:: EXERCISE REQUIREMENTS ::
1/ Answer these questions from the text on Israeli politics:
(a) Who founded Shas, and in what year?
(b) Which organization is cited for rating Israel a free country in terms of civil liberties?
(c) How many years of uninterrupted rule did the 2021 parliamentary election end for Netanyahu?
2/ Write out part of the text on Israeli politics word for word. Begin at the words "It is no secret" and stop after "populist political party.".
3/ Extend the text on Israeli politics with a new paragraph that picks up after its final sentence.

START EXTRACT

Shas is another right-wing populist party that is worthy of mentioning. Founded in 1984 by a former Israeli Sephardi chief rabbi, Rabbi Ovadia Yosef, Shas is a Haredi religious political party. According to the official party program, it seeks to “return the crown to the former glory”—that is, restoring and protecting the religious and cultural heritage of Sephardic Jewry and fighting against economic and social discrimination against the Sephardic population (Knesset Official, 2020). The party is therefore mostly popular in poor Sephardic towns. Among the social policies that party officials advocate, are increasing the influence of the Jewish religious law in the judicial system and across Israeli society, as well as promoting an Orthodox Jewish lifestyle. Despite its limited appeal, Shas has managed to take a part in coalition governments established since the early 1990s. As of today, it is a member of the thirty-fifth government of Israel.
In terms of civil liberties, Israel is a free country (Freedom House, 2019). Israeli citizens enjoy a vibrant democratic system with regular and competitive multiparty elections, while a fair record of civil liberties and political rights is retained. This is, however, not to deny that systematic institutionalized discrimination is prevalent against Arabs and other minorities living within the official borders. This discrimination is well-documented by many credible human rights organizations, especially in areas such as political representation, criminal justice, and economic opportunity. The conditions are even worse for Palestinians living under Israeli rule and in the Occupied Palestinian Territories (OPT) (Amnesty International, 2019).
It is no secret that a large number of human rights advocates have long declared Israel no longer a liberal democracy but an “apartheid regime” that emphasises the supremacy of Jewish citizens over non-Jewish and Palestinian citizens (Kiley, 2021). Netanyahu’s confrontational populist style had seemed to justify such criticisms for years. While the 2021 parliamentary election has ended his uninterrupted 12-year-long rule, his populist politics that blends muscular nationalism, aggressive patriotism, and the resentment of perceived enemies, remains a viable force in Israeli politics. He now serves as leader of the opposition and as the chairman of the country’s largest right-wing populist political party.

END EXTRACT
START DATASET EXTRACT

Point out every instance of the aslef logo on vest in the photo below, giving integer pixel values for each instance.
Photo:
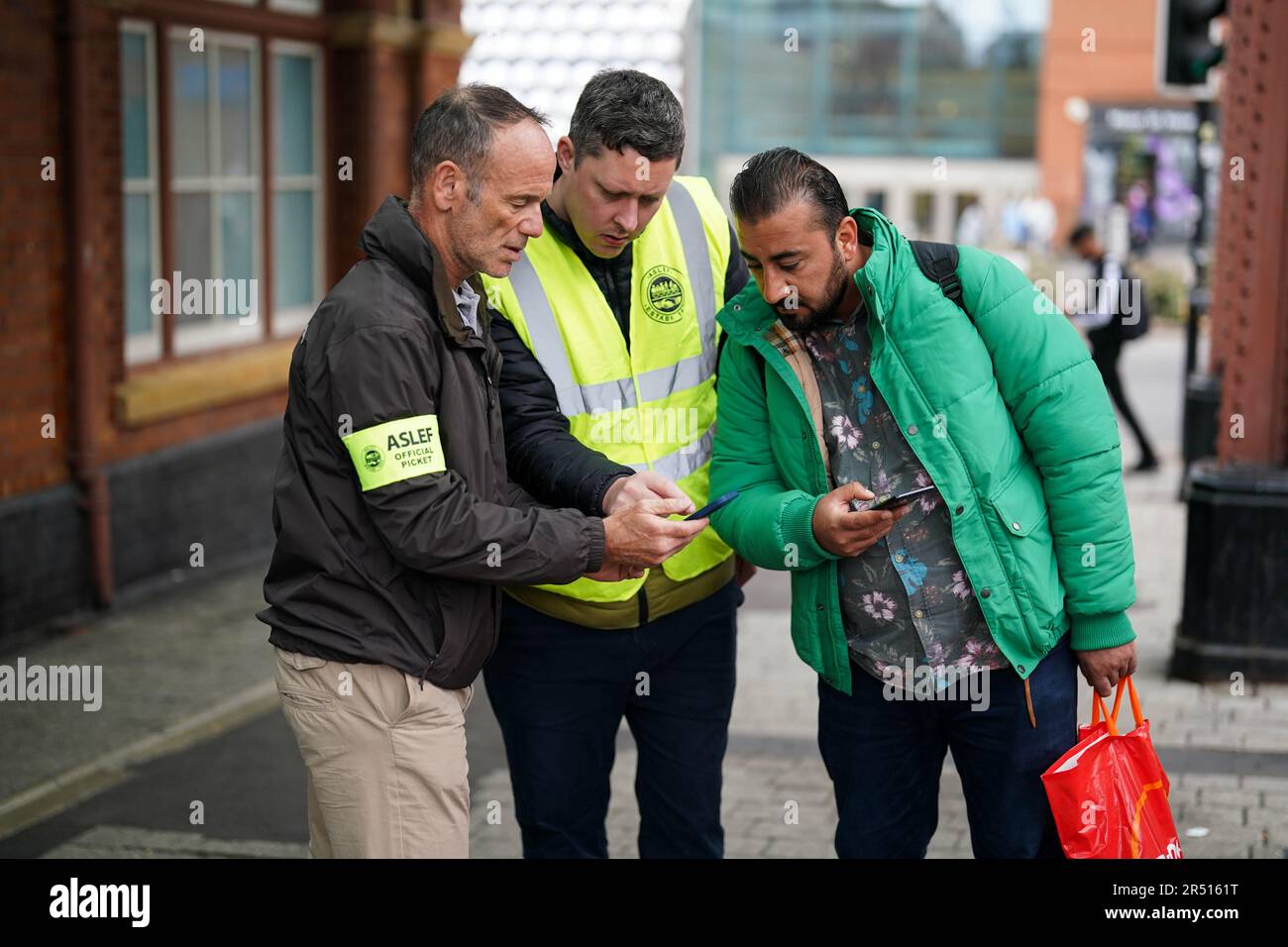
(662, 291)
(75, 899)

END DATASET EXTRACT

:: LIST OF ANSWERS ::
1/
(a) Rabbi Ovadia Yosef, a former Israeli Sephardi chief rabbi, founded Shas in 1984.
(b) Freedom House (2019).
(c) 12 years.

2/
It is no secret that a large number of human rights advocates have long declared Israel no longer a liberal democracy but an “apartheid regime” that emphasises the supremacy of Jewish citizens over non-Jewish and Palestinian citizens (Kiley, 2021). Netanyahu’s confrontational populist style had seemed to justify such criticisms for years. While the 2021 parliamentary election has ended his uninterrupted 12-year-long rule, his populist politics that blends muscular nationalism, aggressive patriotism, and the resentment of perceived enemies, remains a viable force in Israeli politics. He now serves as leader of the opposition and as the chairman of the country’s largest right-wing populist political party.

3/
Also, the ruling Bennett–Lapid government that was formed after the 2021 legislative election, also seems to exhibit some symptoms of populist politics, particularly in form of anti-corruption and anti-establishment rhetoric. At least three member parties of the governing coalition, Yamina, Yisrael Beiteinu, and New Hope, are known with their right-wing populist positions. For instance, Yamina’s Naftali Bennett, who is the incumbent Prime Minister, is openly in favor of annexing most of the West Bank territories. Many therefore rightly find his political position closer to Netanyahu than the parties in his current coalition government. Indeed, in his personal memoir, he expresses his endless gratitude to his former boss, dedicating a whole chapter to him entitled “What I learned from Binyamin Netanyahu.” It is therefore safe to argue that difficult times lie ahead for Israel’s ruling coalition composed of the far-right, far-left and the center, as well as an independent Arab party.
 Likud (The Consolidation); Shas; Yahadut HaTora (United Torah Judaism); Yisrael Beiteinu (Israel Our Home); Yamina or Yemina (Rightwards); HaBayit HaYehudi, (The Jewish Home).